EXCERPTED PASSAGE:
□ □ □ □
Murtagh's drama takes on one of the grimmest episodes in the history of the Irish Catholic Church - the exploitation of pregnant young women in mother and baby homes - and crafts a psychological thriller around it.

There's a risk in handling such a sensitive subject in this way that Murtagh and his directors Harry Woodlif and Rachna Suri could make a real haims of an issue that is still raw for many people.

Unfortunately that nagging concern never really goes away throughout the run of this imaginative BBC1 drama.

© BBC & Motive Pictures

'The Woman In The Wall' isn't the first TV show to take a tough real life issue and address it through the medium of a thriller.
□ □ □ □
DATA:
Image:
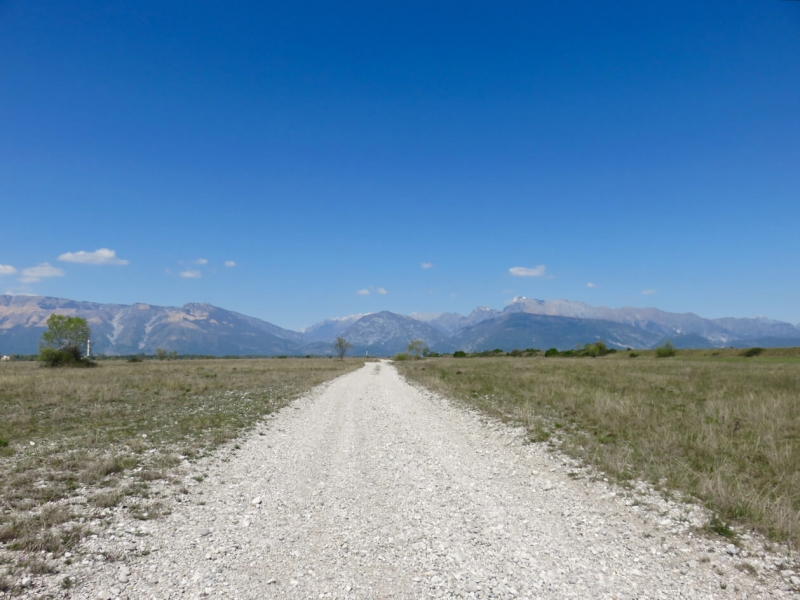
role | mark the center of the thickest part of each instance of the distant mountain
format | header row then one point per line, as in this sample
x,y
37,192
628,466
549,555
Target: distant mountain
□ □ □ □
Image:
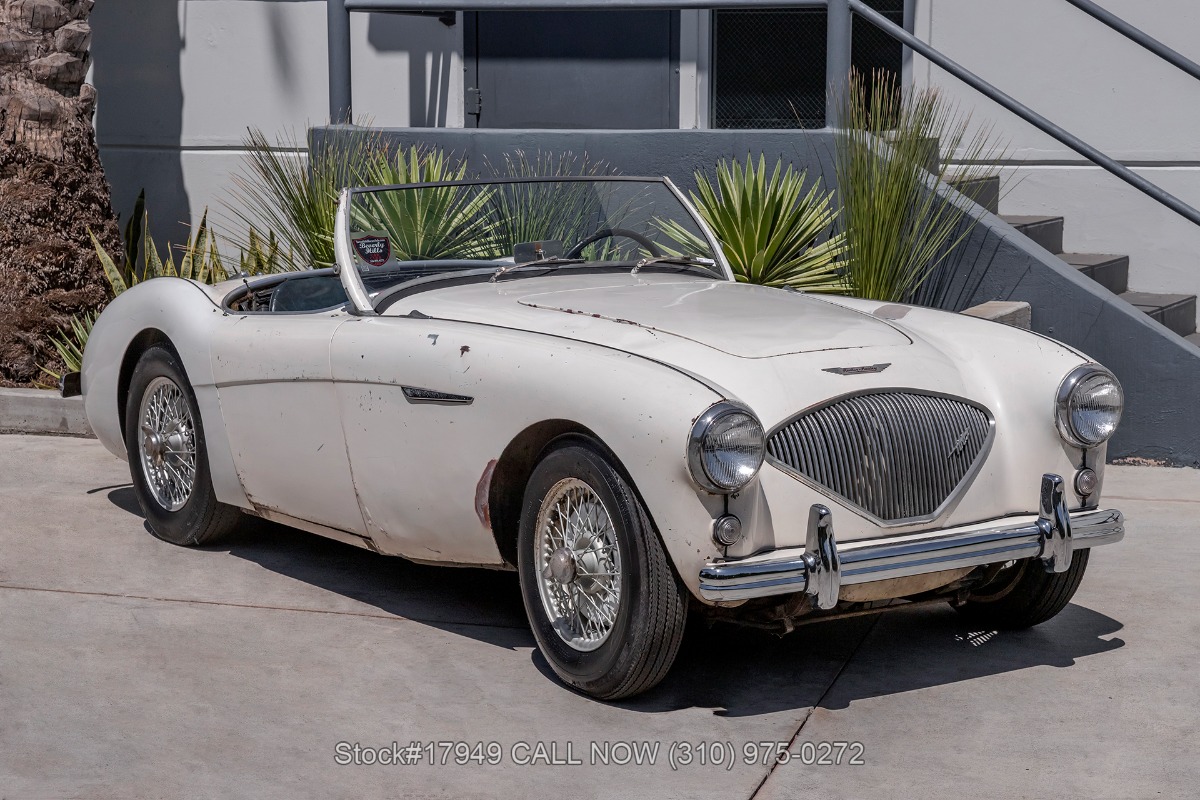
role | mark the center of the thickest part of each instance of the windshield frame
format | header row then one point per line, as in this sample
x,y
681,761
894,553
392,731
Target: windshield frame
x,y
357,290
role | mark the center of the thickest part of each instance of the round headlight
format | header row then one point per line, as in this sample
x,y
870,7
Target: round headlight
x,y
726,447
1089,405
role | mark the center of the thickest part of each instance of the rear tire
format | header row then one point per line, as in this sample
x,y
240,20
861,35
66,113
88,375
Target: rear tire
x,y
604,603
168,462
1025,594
□ □ □ □
STATED EXERCISE 1:
Answer these from the drama review above:
(a) Which church's history does the drama take up?
(b) Who are the drama's two directors?
(c) On which channel does the drama run?
STATED EXERCISE 2: Pick up the drama review where it stops and continue writing it.

EXERCISE ANSWER 1:
(a) The Irish Catholic Church
(b) Harry Woodlif and Rachna Suri
(c) BBC1

EXERCISE ANSWER 2:
Before he penned his moving TV film 'Hillsborough,' Jimmy McGovern addressed the trauma of the 1989 Liverpool FC disaster in the stunning 'To Be Somebody' episode of his hit ITV crime series 'Cracker' with Robbie Coltrane and Robert Carlyle.

The bitter political divisions of the 1984-85 miners strike informed James Graham's gripping six part Nottinghamshire murder mystery 'Sherwood' on BBC1 last year with David Morrissey and Alun Armstrong.

For three series, Sally Wainwright's 'Happy Valley' also touched on deprivation, drug addiction and family dysfunction in a Yorkshire community that has seen better days.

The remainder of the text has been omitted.